La austeridad es una estrategia antidemocrática para impulsar el capital

Gary Mongiovi

Las políticas de austeridad tienen sus raíces en los esfuerzos de las élites económicas para aplastar el poder de la clase trabajadora tras la Primera Guerra Mundial y redistribuir la renta hacia arriba. Para revertir la austeridad, es esencial el control democrático sobre la formulación de la política económica.

Una de las ideas más penetrantes de Karl Marx fue que una red de mecanismos incrustados en la lógica del capitalismo no sólo alimentan el dinamismo transformador del sistema, sino que también socavan su cohesión. Estas contradicciones internas operan en todas las dimensiones del panorama socioeconómico, incluidas sus características ideológicas y sus instituciones políticas. En su incesante búsqueda de beneficios, las empresas capitalistas se esfuerzan constantemente por reducir sus costes laborales mediante la supresión de salarios y la mecanización. Pero la reducción del poder adquisitivo de los trabajadores erosiona la principal fuente de demanda de los productos que esas empresas deben vender para obtener beneficios.

El capitalismo dio lugar a un sistema de valores que nos enseña a encontrar sentido a nuestro trabajo; sin embargo, millones de personas están empleadas en trabajos mal pagados que destrozan su alma. Y aunque el capitalismo moderno promete -y de hecho es plenamente capaz de proporcionar- una prosperidad de base amplia, el sistema, a través del Estado, promueve e impone de forma rutinaria políticas de austeridad destinadas a obligar a la gente a trabajar más duro por un salario más bajo y menos seguridad laboral. La producción por trabajador aumenta año tras año debido a las mejoras tecnológicas, pero los evangelistas de la austeridad insisten en que si queremos que el capitalismo siga otorgando sus bendiciones a la humanidad, los trabajadores deben aceptar niveles de vida más bajos y es necesario desmantelar la red de seguridad social.
###
Ejercicio planteado A -
Según el texto sobre la austeridad, ¿en qué esfuerzos tienen sus raíces las políticas de austeridad?
Ejercicio planteado B -
Prosigue el texto sobre la austeridad a partir de su última oración.
###
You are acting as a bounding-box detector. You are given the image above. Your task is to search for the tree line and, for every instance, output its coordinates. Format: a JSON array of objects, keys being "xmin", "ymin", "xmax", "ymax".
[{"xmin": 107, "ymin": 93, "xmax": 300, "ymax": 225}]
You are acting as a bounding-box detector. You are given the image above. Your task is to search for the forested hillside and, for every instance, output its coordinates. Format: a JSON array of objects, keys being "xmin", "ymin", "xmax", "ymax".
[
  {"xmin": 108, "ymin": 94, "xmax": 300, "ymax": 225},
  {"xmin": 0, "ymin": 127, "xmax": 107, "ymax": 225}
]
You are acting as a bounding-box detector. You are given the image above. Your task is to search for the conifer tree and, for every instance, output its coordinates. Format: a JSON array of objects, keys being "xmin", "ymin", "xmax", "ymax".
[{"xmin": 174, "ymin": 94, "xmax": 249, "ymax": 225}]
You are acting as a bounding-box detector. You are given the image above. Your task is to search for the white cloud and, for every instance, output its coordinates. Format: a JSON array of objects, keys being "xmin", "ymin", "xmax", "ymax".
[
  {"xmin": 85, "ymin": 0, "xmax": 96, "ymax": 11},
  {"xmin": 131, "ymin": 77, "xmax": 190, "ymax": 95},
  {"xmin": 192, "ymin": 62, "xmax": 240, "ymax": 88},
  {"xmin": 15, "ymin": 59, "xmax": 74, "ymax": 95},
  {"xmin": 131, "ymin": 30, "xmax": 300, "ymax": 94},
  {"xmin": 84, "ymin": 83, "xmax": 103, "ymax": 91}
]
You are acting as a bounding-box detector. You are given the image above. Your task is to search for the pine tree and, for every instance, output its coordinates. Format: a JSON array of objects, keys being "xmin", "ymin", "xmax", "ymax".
###
Respuesta esperada A -
En los esfuerzos de las élites económicas para aplastar el poder de la clase trabajadora tras la Primera Guerra Mundial y redistribuir la renta hacia arriba.

Respuesta esperada B -
En The Capital Order, Clara Mattei saca a la luz la fascinante historia de cómo la austeridad se convirtió en un arma crucial de la guerra de clases. En esta importante contribución a la historia política e intelectual del capitalismo moderno, Mattei rastrea las raíces del neoliberalismo hasta la reacción política contra los movimientos obreros combativos que surgieron en Europa tras la Primera Guerra Mundial.

La guerra moderna requiere la movilización de mano de obra y capital a una escala enorme. Durante la Gran Guerra, los gobiernos nacionales tomaron el control de sus economías para garantizar que se cubrieran las necesidades materiales de la guerra. Se regularon los salarios, las horas de trabajo y los precios; se impusieron objetivos de producción a los fabricantes; se penalizaron las huelgas y la evasión se castigó con el reclutamiento y el despliegue en el frente; se requisó la propiedad privada; se nacionalizaron las industrias clave. El objetivo de estas políticas era garantizar la máxima producción para el esfuerzo bélico sin desencadenar una reacción disruptiva de la clase obrera o de los propietarios del capital.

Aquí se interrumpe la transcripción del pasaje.